#### DATASET RECORDS
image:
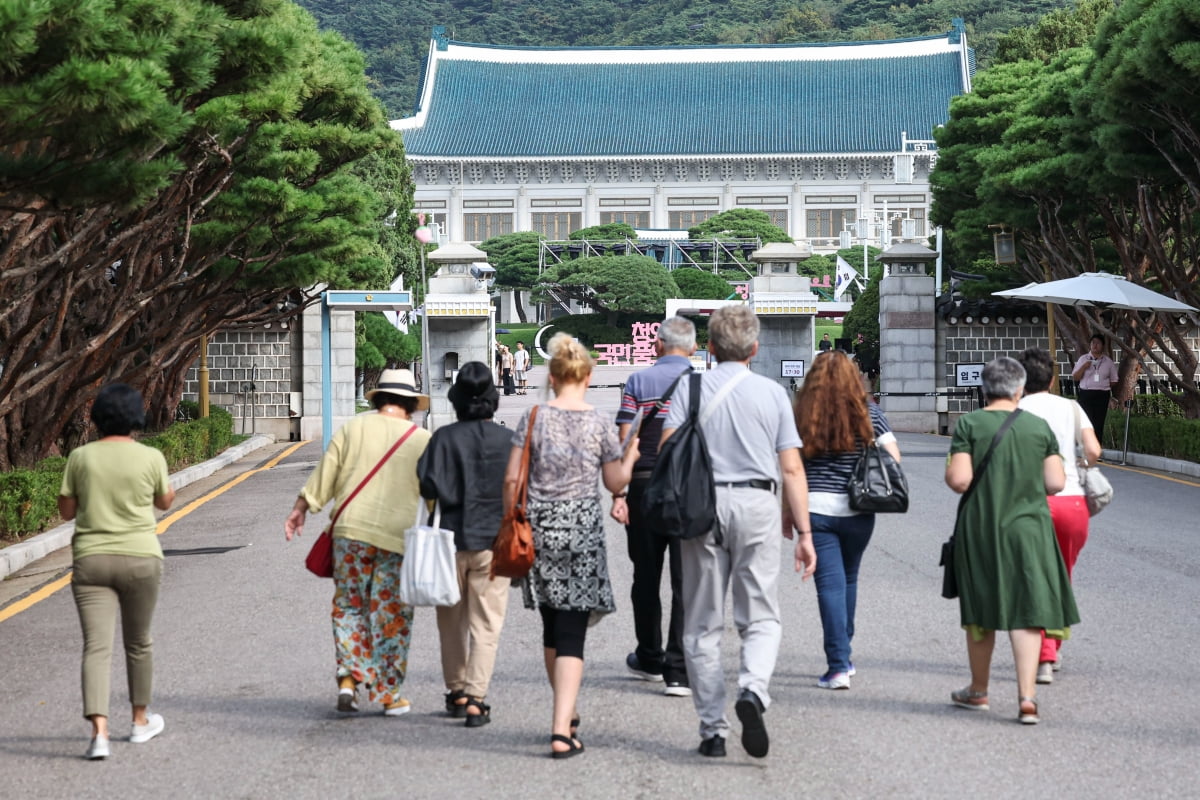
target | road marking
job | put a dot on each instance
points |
(36, 597)
(1143, 471)
(163, 524)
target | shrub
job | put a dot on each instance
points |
(29, 497)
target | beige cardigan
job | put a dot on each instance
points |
(387, 505)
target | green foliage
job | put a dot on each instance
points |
(1156, 435)
(187, 443)
(613, 283)
(699, 284)
(607, 232)
(739, 223)
(515, 258)
(600, 329)
(29, 498)
(382, 346)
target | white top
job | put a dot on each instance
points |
(1060, 415)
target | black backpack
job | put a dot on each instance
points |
(681, 498)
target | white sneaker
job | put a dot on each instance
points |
(834, 680)
(97, 749)
(144, 733)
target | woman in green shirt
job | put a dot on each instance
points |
(111, 488)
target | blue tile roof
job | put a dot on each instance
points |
(489, 108)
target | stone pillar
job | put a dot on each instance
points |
(907, 356)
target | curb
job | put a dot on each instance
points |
(1175, 465)
(17, 557)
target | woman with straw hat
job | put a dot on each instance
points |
(371, 626)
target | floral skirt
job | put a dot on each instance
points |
(570, 571)
(371, 626)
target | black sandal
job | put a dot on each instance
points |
(454, 708)
(483, 717)
(575, 745)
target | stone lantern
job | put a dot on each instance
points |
(907, 338)
(783, 300)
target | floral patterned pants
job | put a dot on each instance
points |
(371, 626)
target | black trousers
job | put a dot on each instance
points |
(1095, 403)
(647, 549)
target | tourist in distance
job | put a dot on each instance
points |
(371, 626)
(1068, 507)
(573, 449)
(521, 368)
(462, 470)
(1097, 374)
(1009, 573)
(835, 420)
(645, 392)
(751, 440)
(111, 488)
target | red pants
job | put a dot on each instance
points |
(1069, 516)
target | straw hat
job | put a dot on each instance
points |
(402, 383)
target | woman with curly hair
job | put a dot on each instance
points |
(835, 420)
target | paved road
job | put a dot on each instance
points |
(244, 677)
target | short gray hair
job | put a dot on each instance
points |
(677, 334)
(732, 332)
(1002, 378)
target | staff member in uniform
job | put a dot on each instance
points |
(1097, 374)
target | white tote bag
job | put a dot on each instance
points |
(429, 575)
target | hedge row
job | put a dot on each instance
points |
(29, 497)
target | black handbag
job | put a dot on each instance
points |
(949, 579)
(877, 483)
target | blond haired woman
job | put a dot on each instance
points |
(573, 447)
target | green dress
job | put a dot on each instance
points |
(1006, 557)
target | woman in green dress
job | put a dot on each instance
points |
(1007, 561)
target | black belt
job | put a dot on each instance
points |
(755, 483)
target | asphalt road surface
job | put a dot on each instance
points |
(244, 675)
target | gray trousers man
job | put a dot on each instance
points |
(748, 559)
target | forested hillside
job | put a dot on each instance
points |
(395, 34)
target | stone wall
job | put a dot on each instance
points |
(239, 358)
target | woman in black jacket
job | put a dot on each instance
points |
(462, 469)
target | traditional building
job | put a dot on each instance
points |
(820, 137)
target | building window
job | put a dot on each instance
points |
(556, 226)
(828, 223)
(479, 227)
(684, 220)
(633, 218)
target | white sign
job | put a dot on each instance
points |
(969, 374)
(792, 370)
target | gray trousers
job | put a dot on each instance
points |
(103, 587)
(748, 563)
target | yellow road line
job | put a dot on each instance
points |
(36, 597)
(163, 524)
(1141, 470)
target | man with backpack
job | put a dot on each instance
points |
(647, 395)
(749, 429)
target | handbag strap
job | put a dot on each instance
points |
(987, 456)
(371, 474)
(521, 495)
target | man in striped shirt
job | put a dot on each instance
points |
(645, 392)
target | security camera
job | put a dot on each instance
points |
(481, 271)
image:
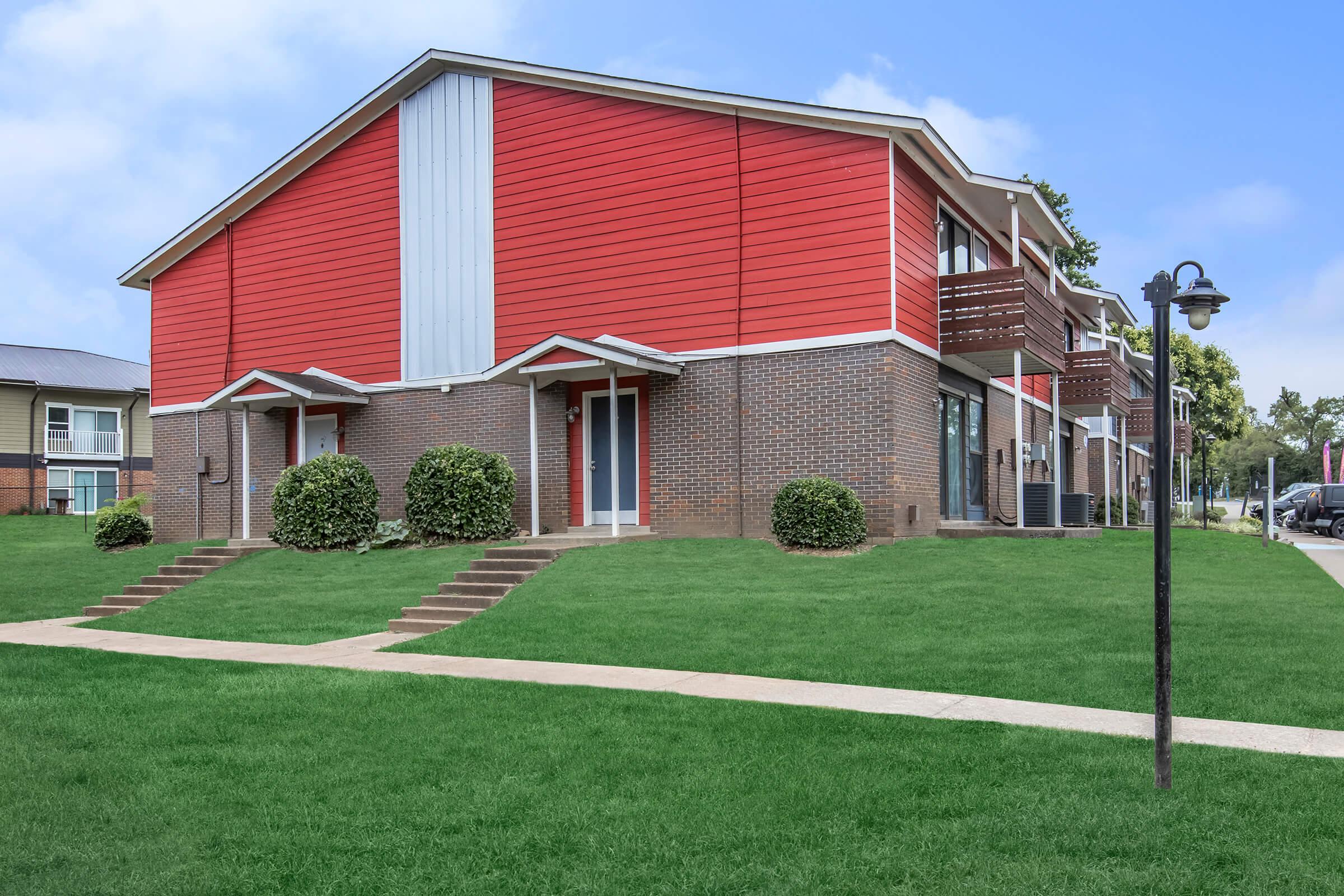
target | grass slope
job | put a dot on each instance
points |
(287, 597)
(1256, 632)
(150, 776)
(50, 568)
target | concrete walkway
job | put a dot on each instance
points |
(361, 654)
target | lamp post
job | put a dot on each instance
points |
(1198, 302)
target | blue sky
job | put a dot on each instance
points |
(1180, 130)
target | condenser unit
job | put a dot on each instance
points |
(1079, 508)
(1038, 500)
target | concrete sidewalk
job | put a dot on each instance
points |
(361, 654)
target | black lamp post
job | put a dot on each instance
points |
(1198, 302)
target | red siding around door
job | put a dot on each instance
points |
(577, 390)
(316, 281)
(623, 217)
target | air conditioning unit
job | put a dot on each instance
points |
(1038, 504)
(1080, 508)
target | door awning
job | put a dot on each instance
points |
(263, 390)
(568, 359)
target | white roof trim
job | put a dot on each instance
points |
(429, 65)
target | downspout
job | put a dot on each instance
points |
(737, 323)
(32, 425)
(131, 446)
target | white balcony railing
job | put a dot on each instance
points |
(84, 444)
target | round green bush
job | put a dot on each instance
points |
(327, 503)
(123, 524)
(458, 492)
(818, 514)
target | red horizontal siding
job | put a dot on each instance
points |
(680, 228)
(316, 281)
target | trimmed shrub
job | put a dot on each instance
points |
(1116, 519)
(818, 514)
(459, 493)
(327, 503)
(123, 524)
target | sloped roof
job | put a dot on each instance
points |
(72, 368)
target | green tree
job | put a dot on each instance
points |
(1210, 374)
(1073, 262)
(1308, 426)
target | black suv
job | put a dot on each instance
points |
(1324, 511)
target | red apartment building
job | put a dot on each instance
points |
(484, 250)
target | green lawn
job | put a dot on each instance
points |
(1257, 632)
(287, 597)
(151, 776)
(50, 568)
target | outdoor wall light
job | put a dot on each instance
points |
(1201, 300)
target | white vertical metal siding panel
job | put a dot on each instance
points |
(448, 228)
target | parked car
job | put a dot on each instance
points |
(1285, 501)
(1323, 511)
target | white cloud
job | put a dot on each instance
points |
(993, 146)
(124, 120)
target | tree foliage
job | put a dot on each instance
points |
(1210, 374)
(1073, 262)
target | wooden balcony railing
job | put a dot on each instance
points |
(1184, 435)
(988, 315)
(1141, 423)
(1093, 381)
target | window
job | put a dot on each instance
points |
(980, 257)
(953, 246)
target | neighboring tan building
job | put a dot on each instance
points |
(482, 250)
(74, 429)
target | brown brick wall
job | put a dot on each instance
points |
(388, 435)
(864, 416)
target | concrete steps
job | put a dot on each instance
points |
(185, 570)
(478, 589)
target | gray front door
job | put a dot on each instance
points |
(600, 459)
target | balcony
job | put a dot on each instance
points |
(1140, 426)
(84, 445)
(987, 316)
(1094, 381)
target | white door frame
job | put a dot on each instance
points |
(312, 418)
(588, 456)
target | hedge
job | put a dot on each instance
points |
(330, 501)
(818, 514)
(456, 492)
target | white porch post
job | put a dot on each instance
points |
(536, 488)
(616, 460)
(1016, 408)
(246, 438)
(1124, 474)
(1054, 449)
(1105, 456)
(303, 433)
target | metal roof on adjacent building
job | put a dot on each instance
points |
(71, 368)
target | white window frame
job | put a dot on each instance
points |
(71, 486)
(76, 456)
(975, 234)
(588, 454)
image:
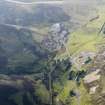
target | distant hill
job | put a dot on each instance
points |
(31, 15)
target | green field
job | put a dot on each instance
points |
(86, 38)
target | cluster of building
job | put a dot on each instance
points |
(56, 38)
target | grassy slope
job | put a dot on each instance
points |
(84, 39)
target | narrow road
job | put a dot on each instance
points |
(35, 2)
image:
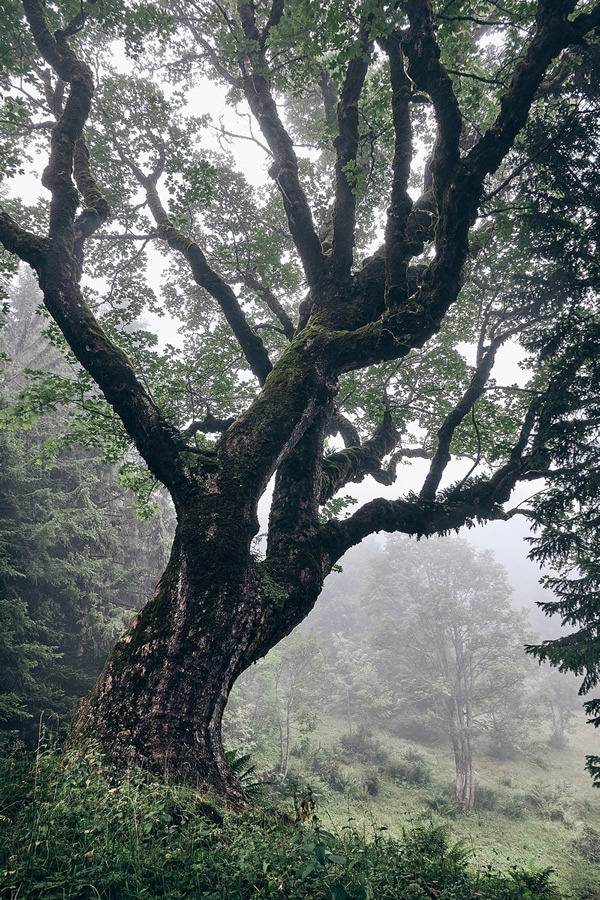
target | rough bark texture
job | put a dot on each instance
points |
########
**EXERCISE TASK:** All of the records above must be copied exactly, except for the pictures.

**SOLUTION TO THIS PROBLEM:**
image:
target | road marking
job | put a dot on each instance
points |
(36, 597)
(1143, 471)
(163, 524)
target | shrub
job | put a dot on each instance
points |
(29, 497)
target | beige cardigan
job | put a dot on each instance
points |
(387, 505)
target | green foliage
job | put a dot on each instance
points |
(1156, 435)
(187, 443)
(613, 283)
(699, 284)
(607, 232)
(739, 223)
(515, 258)
(600, 329)
(29, 498)
(382, 346)
target | white top
job | put a dot on each instance
points |
(1060, 415)
target | black backpack
job | put a dot on each instance
points |
(681, 498)
target | white sneaker
job | put a dot on each instance
points |
(834, 680)
(97, 749)
(144, 733)
target | woman in green shirt
job | put a dot on each instance
points |
(111, 488)
target | blue tile roof
job | put a dot on each instance
points |
(489, 108)
target | stone pillar
job | put a dot on each instance
points |
(907, 356)
target | curb
job | put a dot on each instance
points |
(1175, 465)
(17, 557)
target | woman with straw hat
job | put a dot on each instance
points |
(371, 626)
target | floral skirt
job | put a dot on each instance
points |
(570, 571)
(371, 626)
target | black sandal
job | put a dot on each instance
points |
(454, 708)
(483, 717)
(575, 745)
target | stone lantern
job | put a dot on each instance
points |
(907, 338)
(783, 300)
target | floral patterned pants
job | put a dot on each instance
points |
(371, 626)
target | black trousers
job | put a dot on each instance
points |
(1095, 403)
(647, 549)
target | tourist in distance
job | put a dot on each instance
points |
(371, 626)
(1068, 507)
(573, 449)
(521, 368)
(462, 470)
(1097, 374)
(1009, 573)
(835, 420)
(645, 392)
(751, 440)
(111, 488)
target | red pants
job | put a dot on each instance
points |
(1069, 516)
target | straw hat
job | put a dot on each instance
points |
(402, 383)
target | woman with curly hair
job | put a dot on each instance
points |
(835, 420)
target | paved road
job | put a dot on each instance
points |
(244, 677)
target | short gray hair
job | put a dot on each instance
points |
(677, 334)
(732, 332)
(1002, 378)
target | staff member in uniform
job | put a dot on each instance
points |
(1097, 374)
target | white tote bag
job | put a dot on each instance
points |
(429, 575)
target | hedge row
job | put a dot on each instance
points |
(29, 497)
target | black handbag
job | put a dot on each instance
points |
(949, 579)
(877, 483)
target | blond haired woman
job | put a dot on each instance
points |
(573, 447)
target | green dress
job | put a dot on each instance
points |
(1006, 557)
target | woman in green dress
job | put a dot on each instance
points |
(1007, 561)
target | black belt
job | put a dot on each instance
points |
(755, 483)
target | asphalt road surface
job | put a dot on each instance
points |
(244, 675)
target | gray trousers man
job | put a dot on each instance
points |
(748, 559)
target | forested hillside
job | put a dot on each instance
points |
(395, 34)
target | stone wall
job | put a dot on each instance
points |
(239, 358)
target | woman in black jacket
job | put a dot on each instance
points |
(462, 469)
target | traditional building
job | put a dot on each instance
points |
(820, 137)
target | building window
job | put a dot on each instance
points |
(556, 226)
(828, 223)
(479, 227)
(684, 220)
(633, 218)
target | white sign
job | put a dot on each instance
points |
(969, 374)
(792, 370)
target | gray trousers
job | put a dot on each instance
points |
(103, 587)
(748, 563)
target | yellow road line
job | put a dot on each instance
points |
(36, 597)
(163, 524)
(1141, 470)
target | man with backpack
job | put a dot on each instance
points |
(647, 395)
(749, 429)
target | handbag strap
job | put a dot on each instance
points |
(987, 456)
(371, 474)
(521, 495)
target | man in striped shirt
job | put a dot on each instance
points |
(645, 392)
target | security camera
job | put a dot on each instance
points |
(481, 271)
image:
target | grass slope
job | put a dot on each instance
points |
(287, 597)
(1256, 632)
(150, 776)
(50, 568)
target | concrete walkway
job | put a dot on each instance
points |
(361, 654)
target | lamp post
job | put a dot on each instance
points |
(1198, 302)
target | blue sky
job | put a dot on each instance
points |
(1180, 130)
target | condenser unit
job | put a dot on each instance
points |
(1079, 508)
(1038, 500)
target | concrete sidewalk
job | put a dot on each instance
points |
(361, 654)
target | black lamp post
job | put a dot on each instance
points |
(1198, 302)
target | red siding around door
job | put a dot on each instance
points |
(577, 390)
(316, 281)
(623, 217)
target | air conditioning unit
job | put a dot on each instance
points |
(1038, 504)
(1080, 508)
target | door awning
job | put a dot on each instance
points |
(263, 390)
(568, 359)
target | white roof trim
job | put a dot on each instance
points |
(429, 65)
target | downspout
job | put a dot on each instance
points |
(737, 323)
(32, 425)
(131, 446)
target | white balcony railing
job | put a dot on each instance
points |
(84, 444)
target | round green bush
job | put a dot on each instance
points |
(327, 503)
(123, 524)
(458, 492)
(818, 514)
target | red horizontal siding
job | put a dot on each instance
points |
(680, 228)
(316, 281)
target | trimmed shrub
job | put a dot on each instance
points |
(1116, 519)
(818, 514)
(459, 493)
(327, 503)
(123, 524)
target | sloped roof
job | put a dot on each instance
points |
(72, 368)
target | green tree
job | put a dot on each instance
points |
(1210, 374)
(1073, 262)
(1308, 426)
target | black suv
job | put a dot on each instance
points |
(1324, 511)
target | red apartment building
job | put a dot on each instance
points |
(484, 250)
target | green lawn
job | put a dot on each instance
points |
(1257, 632)
(287, 597)
(151, 776)
(50, 568)
target | outdoor wall light
job | put a dot on each instance
points |
(1201, 300)
target | white vertical metal siding panel
job | put a dot on each instance
points |
(448, 228)
target | parked car
job | put a dot on each instance
points |
(1285, 501)
(1323, 511)
target | white cloud
job | put a dot on each instance
points |
(993, 146)
(124, 120)
target | tree foliage
job | put a dot on each instance
points |
(1210, 374)
(1073, 262)
target | wooden balcony railing
job | put a dot on each instance
points |
(1184, 435)
(988, 315)
(1141, 423)
(1093, 381)
target | window
job | put a dot on each instance
points |
(980, 257)
(953, 246)
target | neighboring tan building
job | put a dot on each instance
points |
(482, 250)
(74, 429)
target | brown brick wall
job | put a dot on each instance
points |
(388, 435)
(864, 416)
target | concrete steps
job | put a dot on each instance
points |
(185, 570)
(478, 589)
target | gray front door
job | put a dot on each instance
points |
(600, 459)
target | balcony
job | put a dot on each instance
points |
(1140, 426)
(84, 445)
(987, 316)
(1094, 381)
target | white door frame
job | put a dot on each instance
points |
(312, 418)
(588, 456)
target | hedge
job | put a dot on each instance
points |
(330, 501)
(818, 514)
(456, 492)
target | white porch post
job | put a dot on each instance
points |
(536, 488)
(616, 460)
(1016, 408)
(246, 438)
(1124, 474)
(1054, 449)
(1105, 456)
(303, 433)
target | metal roof on adjacent building
job | put a dot on each instance
points |
(71, 368)
target | white window frame
job | put a dot on each instance
points |
(71, 486)
(76, 456)
(975, 234)
(588, 454)
image:
target | distant hill
job | put a dot on each instance
points |
(31, 15)
target | green field
job | put a dot on each instance
points |
(86, 38)
target | cluster of building
job | put a dot on each instance
points |
(56, 38)
target | grassy slope
job | put a dot on each instance
points |
(84, 39)
target | narrow road
job | put a dot on each instance
points |
(35, 2)
image:
target | rough bark texture
job | put a dot on each instance
points |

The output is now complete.